Request A —
Retype the part of the proof below, starting at "We observe that" and ending at "it is onto.".

Provided text —
───

Proof: Let \(\Omega=\left\{x+i y\in\mathbb C: \log R_{1}<x<\log R_{2}\right\}\) and let \(e(z)=e^{z}\).
We observe that \(e(z) \in \overline{A}\left(0 ; R_{1}, R_{2}\right)\) for \(z \in \overline{\Omega}\). Thus \(e\) is a function from \(\overline{\Omega}\) into \(\overline{A}\left(0 ; R_{1}, R_{2}\right)\). Further it is onto.
Moreover it maps a vertical line in \(\overline{\Omega}\) passing through \((x, 0)\) onto a circle \(\left\{z\in \mathbb C: |z|=e^{x}\right\}\) in \(\overline{A}\left(0 ; R_{1}, R_{2}\right)\).
Next we write \(f(z)=g(e(z))\) for \(z \in \overline{\Omega}\).

───

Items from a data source
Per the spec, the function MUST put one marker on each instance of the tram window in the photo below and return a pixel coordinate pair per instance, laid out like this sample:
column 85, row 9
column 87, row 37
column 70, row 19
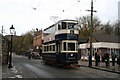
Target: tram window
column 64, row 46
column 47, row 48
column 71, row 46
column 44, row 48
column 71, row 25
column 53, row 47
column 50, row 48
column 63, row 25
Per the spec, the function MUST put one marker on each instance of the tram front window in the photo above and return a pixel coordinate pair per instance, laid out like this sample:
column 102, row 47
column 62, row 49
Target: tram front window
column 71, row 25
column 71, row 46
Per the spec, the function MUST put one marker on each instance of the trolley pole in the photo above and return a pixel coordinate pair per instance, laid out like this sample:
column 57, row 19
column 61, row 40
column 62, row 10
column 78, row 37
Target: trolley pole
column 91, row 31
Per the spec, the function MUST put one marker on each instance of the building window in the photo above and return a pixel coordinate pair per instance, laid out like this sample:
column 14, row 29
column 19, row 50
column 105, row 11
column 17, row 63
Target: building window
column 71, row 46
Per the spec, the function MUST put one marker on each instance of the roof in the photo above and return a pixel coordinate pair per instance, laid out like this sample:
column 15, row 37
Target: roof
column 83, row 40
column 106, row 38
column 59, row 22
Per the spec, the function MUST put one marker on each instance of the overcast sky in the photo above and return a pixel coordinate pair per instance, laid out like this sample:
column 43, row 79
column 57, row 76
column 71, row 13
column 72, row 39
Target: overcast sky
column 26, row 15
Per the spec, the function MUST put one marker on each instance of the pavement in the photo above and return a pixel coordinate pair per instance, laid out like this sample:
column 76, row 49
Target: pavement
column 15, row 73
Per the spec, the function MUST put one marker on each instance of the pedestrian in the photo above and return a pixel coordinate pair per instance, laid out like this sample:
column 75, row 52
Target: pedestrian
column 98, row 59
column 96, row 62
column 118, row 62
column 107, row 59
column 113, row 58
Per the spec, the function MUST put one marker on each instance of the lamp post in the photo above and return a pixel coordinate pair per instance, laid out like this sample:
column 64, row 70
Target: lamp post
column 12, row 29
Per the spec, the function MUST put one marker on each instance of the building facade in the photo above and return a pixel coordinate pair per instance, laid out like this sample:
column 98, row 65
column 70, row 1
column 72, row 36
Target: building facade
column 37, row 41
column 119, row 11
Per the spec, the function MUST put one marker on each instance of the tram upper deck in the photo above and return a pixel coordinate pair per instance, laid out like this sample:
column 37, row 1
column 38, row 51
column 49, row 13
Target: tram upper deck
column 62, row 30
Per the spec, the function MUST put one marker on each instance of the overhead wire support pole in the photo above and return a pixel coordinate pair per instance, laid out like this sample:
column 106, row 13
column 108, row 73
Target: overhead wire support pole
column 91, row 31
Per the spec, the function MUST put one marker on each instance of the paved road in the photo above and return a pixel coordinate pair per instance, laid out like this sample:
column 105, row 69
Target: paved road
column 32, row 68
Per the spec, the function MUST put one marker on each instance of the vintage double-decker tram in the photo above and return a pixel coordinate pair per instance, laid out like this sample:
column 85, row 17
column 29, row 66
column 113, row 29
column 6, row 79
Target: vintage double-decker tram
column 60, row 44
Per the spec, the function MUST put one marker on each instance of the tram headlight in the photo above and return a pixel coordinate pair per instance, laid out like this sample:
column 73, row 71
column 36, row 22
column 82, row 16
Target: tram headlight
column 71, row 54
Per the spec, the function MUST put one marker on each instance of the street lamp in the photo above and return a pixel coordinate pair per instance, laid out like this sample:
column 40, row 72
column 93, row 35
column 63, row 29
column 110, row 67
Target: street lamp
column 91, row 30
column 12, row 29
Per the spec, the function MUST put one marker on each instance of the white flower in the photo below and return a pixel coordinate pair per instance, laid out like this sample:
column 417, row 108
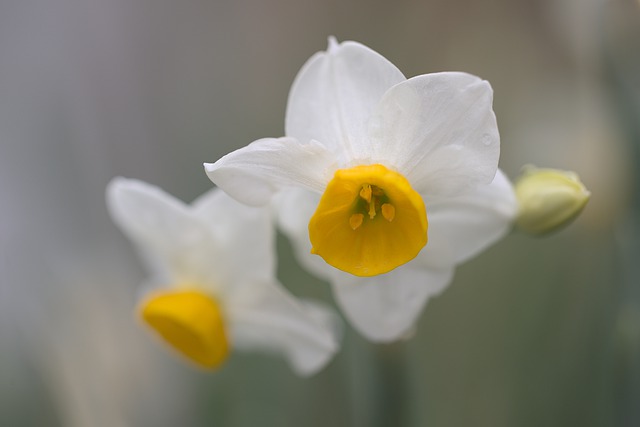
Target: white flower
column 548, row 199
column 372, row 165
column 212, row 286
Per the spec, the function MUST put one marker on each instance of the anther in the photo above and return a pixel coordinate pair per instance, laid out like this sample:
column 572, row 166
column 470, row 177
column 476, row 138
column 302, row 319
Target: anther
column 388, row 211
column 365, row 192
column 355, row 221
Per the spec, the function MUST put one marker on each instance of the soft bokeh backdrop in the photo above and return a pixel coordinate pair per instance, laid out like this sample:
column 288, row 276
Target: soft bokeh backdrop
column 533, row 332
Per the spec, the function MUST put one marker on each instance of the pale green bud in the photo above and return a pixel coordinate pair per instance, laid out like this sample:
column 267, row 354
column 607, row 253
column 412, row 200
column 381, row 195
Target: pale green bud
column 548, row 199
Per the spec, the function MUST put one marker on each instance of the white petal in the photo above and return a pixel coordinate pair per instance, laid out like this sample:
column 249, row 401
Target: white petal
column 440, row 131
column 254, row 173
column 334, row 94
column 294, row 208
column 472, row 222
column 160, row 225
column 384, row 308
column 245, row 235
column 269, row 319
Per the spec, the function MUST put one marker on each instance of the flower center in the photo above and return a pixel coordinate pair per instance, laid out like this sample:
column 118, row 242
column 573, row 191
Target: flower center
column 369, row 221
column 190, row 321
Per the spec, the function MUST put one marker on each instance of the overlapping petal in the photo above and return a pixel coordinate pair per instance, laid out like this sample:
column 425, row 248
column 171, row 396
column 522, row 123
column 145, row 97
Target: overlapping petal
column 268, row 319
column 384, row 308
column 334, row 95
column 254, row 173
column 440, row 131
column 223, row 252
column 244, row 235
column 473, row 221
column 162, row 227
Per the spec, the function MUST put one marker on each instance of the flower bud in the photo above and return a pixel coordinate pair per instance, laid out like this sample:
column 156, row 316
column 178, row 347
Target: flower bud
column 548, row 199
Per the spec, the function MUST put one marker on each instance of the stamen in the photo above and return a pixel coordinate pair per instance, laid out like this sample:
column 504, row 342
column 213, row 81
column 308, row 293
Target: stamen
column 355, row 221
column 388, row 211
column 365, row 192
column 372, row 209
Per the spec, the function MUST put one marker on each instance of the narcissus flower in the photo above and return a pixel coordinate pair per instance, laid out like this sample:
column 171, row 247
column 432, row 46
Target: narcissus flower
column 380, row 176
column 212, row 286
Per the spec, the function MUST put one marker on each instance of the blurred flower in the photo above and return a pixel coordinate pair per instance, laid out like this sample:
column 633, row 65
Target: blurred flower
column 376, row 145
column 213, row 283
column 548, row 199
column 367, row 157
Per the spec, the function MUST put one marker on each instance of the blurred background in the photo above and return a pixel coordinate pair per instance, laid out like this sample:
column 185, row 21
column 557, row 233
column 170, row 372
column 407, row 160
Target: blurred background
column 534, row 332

───

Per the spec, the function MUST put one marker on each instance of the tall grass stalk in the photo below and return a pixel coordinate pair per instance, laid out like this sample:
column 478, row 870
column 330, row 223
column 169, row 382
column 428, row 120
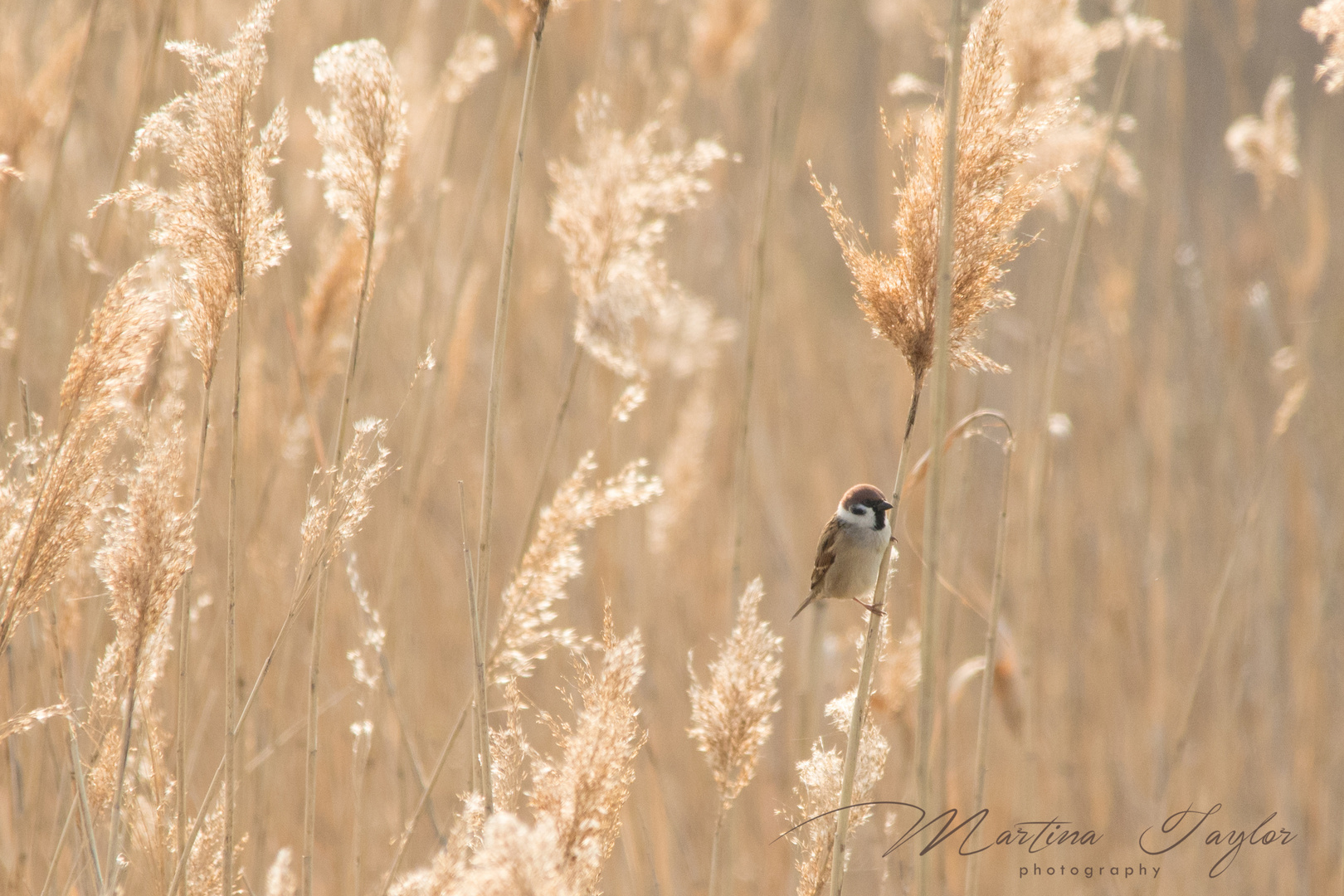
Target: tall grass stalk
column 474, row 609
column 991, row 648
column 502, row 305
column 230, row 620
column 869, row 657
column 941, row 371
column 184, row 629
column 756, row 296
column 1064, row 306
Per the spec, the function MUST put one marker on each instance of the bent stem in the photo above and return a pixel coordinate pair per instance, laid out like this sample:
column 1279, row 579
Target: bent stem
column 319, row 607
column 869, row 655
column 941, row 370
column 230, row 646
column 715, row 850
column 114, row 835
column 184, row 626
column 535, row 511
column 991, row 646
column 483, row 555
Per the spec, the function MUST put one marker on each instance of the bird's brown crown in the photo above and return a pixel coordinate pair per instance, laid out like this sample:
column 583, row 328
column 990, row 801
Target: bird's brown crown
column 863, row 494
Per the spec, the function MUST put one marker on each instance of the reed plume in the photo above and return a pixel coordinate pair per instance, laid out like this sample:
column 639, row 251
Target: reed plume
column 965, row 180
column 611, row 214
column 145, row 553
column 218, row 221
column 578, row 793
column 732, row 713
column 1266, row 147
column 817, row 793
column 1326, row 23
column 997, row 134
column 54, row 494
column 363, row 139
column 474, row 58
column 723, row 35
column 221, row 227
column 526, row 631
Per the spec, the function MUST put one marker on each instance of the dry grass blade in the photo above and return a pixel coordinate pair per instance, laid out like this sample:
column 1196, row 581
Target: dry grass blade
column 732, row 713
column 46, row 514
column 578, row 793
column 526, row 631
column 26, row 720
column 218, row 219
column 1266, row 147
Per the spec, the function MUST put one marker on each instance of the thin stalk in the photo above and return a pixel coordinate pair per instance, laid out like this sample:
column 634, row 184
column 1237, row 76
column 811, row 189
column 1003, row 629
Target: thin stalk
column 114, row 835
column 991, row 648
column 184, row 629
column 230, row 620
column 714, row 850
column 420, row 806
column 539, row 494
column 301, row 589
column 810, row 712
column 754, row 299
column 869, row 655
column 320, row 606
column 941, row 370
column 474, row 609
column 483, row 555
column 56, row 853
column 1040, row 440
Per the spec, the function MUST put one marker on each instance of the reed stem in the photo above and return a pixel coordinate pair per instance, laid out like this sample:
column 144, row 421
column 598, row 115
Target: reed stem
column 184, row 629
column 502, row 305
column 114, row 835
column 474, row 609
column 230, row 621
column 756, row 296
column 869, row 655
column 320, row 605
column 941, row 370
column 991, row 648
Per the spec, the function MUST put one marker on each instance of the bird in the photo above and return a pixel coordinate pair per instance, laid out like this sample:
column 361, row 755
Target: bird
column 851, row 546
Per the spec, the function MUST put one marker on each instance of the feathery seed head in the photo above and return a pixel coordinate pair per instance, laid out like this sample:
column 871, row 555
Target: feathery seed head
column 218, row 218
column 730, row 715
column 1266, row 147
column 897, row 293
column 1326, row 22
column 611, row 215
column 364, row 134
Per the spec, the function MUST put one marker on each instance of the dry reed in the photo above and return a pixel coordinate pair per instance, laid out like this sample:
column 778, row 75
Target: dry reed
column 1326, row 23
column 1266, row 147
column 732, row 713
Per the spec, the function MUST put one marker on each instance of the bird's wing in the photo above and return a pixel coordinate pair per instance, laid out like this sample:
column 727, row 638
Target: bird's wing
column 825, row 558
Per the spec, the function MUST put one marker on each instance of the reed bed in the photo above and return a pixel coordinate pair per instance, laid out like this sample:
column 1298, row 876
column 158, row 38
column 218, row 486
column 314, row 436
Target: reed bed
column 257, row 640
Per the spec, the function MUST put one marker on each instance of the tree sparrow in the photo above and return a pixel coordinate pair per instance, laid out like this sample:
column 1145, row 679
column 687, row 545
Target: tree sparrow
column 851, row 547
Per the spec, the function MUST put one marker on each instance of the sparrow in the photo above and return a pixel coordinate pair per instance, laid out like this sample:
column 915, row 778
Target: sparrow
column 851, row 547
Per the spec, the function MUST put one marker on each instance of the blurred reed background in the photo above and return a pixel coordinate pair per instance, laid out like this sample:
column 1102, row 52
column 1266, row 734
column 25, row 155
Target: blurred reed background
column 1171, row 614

───

Request B —
Echo the lines of the records above, starting at the line that contains "the blurred flower" and ending at the line that contains "column 534, row 332", with both of those lines included.

Exercise answer A —
We observe that \(e(z) \in \overline{A}\left(0 ; R_{1}, R_{2}\right)\) for \(z \in \overline{\Omega}\). Thus \(e\) is a function from \(\overline{\Omega}\) into \(\overline{A}\left(0 ; R_{1}, R_{2}\right)\). Further it is onto.

Exercise answer B —
Per the spec, the function MUST put one marker on each instance of the blurred flower in the photo above and return a pixel coordinate pair per instance, laid out like this sample:
column 633, row 65
Target: blurred flower
column 376, row 145
column 213, row 283
column 548, row 199
column 367, row 157
Per the spec, the function MUST put one marker on each instance of the blurred background in the photo above and return a pixel coordinate pair per instance, laid out like this sample:
column 185, row 21
column 557, row 233
column 170, row 372
column 407, row 160
Target: blurred background
column 534, row 332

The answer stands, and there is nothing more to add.